GIVEN PROBLEM.
Set down, without alteration, the lines from the one that contains "Expected: for every instance of the black t-shirt" through the final line of the material below.

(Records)
══════
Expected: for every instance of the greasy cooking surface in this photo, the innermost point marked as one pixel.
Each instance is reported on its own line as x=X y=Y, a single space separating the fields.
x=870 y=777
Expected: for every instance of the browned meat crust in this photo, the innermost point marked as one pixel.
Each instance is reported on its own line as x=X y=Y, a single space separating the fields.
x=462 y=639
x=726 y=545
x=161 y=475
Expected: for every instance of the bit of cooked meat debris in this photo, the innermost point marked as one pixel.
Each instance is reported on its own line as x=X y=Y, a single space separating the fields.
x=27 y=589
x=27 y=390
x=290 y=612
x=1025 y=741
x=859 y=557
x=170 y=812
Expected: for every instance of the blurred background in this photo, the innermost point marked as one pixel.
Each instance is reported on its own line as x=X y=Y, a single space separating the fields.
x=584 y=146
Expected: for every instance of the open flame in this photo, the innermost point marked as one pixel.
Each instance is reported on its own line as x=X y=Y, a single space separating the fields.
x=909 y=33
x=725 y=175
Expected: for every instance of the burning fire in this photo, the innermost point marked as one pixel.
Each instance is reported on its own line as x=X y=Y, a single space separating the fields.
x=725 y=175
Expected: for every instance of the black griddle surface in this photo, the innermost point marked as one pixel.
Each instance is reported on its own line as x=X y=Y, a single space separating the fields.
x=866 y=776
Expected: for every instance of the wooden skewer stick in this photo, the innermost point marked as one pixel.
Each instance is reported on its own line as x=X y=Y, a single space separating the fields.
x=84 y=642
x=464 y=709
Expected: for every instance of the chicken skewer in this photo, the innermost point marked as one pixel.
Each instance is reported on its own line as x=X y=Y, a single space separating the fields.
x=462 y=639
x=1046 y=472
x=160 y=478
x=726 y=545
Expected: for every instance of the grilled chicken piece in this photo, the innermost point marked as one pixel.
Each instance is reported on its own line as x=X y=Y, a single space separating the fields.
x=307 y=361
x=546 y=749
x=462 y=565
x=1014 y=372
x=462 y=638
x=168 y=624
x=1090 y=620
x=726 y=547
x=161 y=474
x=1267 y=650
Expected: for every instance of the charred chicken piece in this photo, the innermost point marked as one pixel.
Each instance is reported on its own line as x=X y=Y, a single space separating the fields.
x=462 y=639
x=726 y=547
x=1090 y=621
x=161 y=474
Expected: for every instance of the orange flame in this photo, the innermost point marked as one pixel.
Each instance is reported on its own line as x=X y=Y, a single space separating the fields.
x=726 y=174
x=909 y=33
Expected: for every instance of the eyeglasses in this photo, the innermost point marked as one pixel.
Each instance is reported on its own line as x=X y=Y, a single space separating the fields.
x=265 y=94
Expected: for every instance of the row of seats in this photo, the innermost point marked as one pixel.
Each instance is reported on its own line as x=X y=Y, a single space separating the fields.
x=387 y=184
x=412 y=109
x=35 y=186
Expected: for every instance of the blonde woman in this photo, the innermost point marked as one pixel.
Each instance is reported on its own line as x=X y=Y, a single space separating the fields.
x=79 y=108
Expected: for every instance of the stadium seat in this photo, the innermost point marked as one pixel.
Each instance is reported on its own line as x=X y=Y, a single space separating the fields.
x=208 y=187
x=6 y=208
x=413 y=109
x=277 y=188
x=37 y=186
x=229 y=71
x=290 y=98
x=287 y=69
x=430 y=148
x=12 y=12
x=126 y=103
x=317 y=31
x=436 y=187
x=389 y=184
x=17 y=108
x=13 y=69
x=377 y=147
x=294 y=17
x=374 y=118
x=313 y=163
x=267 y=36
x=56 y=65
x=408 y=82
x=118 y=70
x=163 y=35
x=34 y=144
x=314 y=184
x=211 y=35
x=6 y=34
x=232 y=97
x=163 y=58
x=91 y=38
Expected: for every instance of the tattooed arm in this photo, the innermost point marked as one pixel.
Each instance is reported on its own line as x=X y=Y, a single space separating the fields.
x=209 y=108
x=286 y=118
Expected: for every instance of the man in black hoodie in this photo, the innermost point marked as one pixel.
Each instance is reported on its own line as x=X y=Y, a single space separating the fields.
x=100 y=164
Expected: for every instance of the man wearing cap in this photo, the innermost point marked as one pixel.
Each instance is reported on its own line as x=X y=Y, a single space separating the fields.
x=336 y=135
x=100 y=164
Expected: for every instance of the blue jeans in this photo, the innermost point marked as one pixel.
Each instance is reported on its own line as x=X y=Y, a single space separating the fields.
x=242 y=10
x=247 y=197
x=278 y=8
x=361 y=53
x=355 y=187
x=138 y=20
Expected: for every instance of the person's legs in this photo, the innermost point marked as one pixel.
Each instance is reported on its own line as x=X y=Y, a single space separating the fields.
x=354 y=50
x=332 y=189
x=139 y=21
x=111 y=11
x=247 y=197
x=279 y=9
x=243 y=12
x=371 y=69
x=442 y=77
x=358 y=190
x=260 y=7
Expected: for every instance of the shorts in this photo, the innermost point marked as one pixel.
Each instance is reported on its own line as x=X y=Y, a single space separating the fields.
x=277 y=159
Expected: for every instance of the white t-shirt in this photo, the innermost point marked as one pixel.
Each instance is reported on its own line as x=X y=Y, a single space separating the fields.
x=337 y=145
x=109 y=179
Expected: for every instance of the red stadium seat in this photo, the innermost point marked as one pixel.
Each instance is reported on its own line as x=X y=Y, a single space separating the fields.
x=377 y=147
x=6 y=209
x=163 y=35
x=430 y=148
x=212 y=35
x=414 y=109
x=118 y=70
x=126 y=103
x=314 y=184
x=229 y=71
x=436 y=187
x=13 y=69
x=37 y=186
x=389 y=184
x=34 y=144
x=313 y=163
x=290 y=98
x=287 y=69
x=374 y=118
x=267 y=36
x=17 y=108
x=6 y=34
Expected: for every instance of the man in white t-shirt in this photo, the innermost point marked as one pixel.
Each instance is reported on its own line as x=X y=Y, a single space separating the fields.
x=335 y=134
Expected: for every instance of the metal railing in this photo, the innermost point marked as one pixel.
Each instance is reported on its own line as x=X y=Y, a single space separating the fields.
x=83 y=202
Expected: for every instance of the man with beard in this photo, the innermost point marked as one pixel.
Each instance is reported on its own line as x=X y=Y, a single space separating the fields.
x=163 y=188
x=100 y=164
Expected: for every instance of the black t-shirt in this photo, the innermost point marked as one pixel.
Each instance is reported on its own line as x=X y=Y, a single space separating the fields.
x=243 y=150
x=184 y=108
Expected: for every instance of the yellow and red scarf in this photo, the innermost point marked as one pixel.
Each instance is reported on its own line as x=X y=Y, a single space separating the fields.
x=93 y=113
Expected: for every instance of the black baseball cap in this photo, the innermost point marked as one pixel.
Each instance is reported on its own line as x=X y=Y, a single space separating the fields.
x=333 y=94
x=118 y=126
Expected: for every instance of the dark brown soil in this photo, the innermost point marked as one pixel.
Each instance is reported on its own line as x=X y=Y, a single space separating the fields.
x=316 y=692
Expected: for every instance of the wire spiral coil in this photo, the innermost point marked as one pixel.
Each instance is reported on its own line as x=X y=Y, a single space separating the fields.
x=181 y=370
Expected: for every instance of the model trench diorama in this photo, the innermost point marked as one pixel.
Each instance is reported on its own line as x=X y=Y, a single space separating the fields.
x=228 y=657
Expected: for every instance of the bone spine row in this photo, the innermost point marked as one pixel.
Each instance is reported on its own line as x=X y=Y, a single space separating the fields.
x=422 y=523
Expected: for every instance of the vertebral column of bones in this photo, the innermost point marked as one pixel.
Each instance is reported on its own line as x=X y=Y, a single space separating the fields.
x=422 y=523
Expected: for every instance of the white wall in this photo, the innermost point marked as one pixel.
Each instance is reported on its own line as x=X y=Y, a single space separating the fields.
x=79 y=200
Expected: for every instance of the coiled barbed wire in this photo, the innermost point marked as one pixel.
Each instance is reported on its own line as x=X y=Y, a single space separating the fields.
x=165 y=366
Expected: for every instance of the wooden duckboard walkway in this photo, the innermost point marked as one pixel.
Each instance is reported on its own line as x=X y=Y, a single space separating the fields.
══════
RESULT OF THIS TASK.
Expected: for every instance of the black t-shirt in this photo, the innermost point marked as one pixel.
Each instance is reported on its own line as x=X y=Y, a single space separating the fields.
x=243 y=150
x=184 y=108
Expected: for every instance of the yellow and red scarf in this photo, the innermost point marked as one pixel.
Each instance is reported on its own line as x=X y=Y, a single space separating the fields.
x=93 y=113
Expected: for every instance of the black baseball cap in this photo, the innermost point marked as one pixel.
Each instance is reported on its own line as x=X y=Y, a single space separating the fields.
x=333 y=94
x=118 y=126
Expected: for every instance of the dark brown soil in this photo, the innermost point marked as one pixel.
Each instance is reported on its own line as x=X y=Y, a single space separating the fields.
x=316 y=692
Expected: for every instance of the wire spiral coil in this photo, the innermost point marked as one pixel.
Each instance is reported on its own line as x=X y=Y, a single space separating the fields.
x=181 y=370
Expected: for every instance of the model trench diorama in this photo, the innermost point marked as one pixel.
Each instance is reported on its own line as x=X y=Y, a single space separating the fields.
x=228 y=657
Expected: for every instance of the bone spine row in this photo, the innermost point marked as one pixel.
Each instance is reported on its own line as x=X y=Y, a single space separating the fields.
x=422 y=523
Expected: for every instance of the vertebral column of bones in this photo, the innermost point marked as one pixel.
Each instance is reported on its own line as x=X y=Y, a single space separating the fields.
x=422 y=523
Expected: for every instance of the white wall in this photo, the innermost point marked as one pixel.
Each instance is reported on its own line as x=X y=Y, a single space separating the fields.
x=79 y=200
Expected: for every instance of the coiled barbed wire in this photo, the innermost point marked as one pixel.
Each instance is reported on its own line as x=X y=Y, a single space separating the fields.
x=165 y=366
Expected: for every instance of the wooden duckboard walkway in this photo, the innermost point marked as one pixel.
Each instance is reported on its own line as x=X y=Y, a single space separating the fields.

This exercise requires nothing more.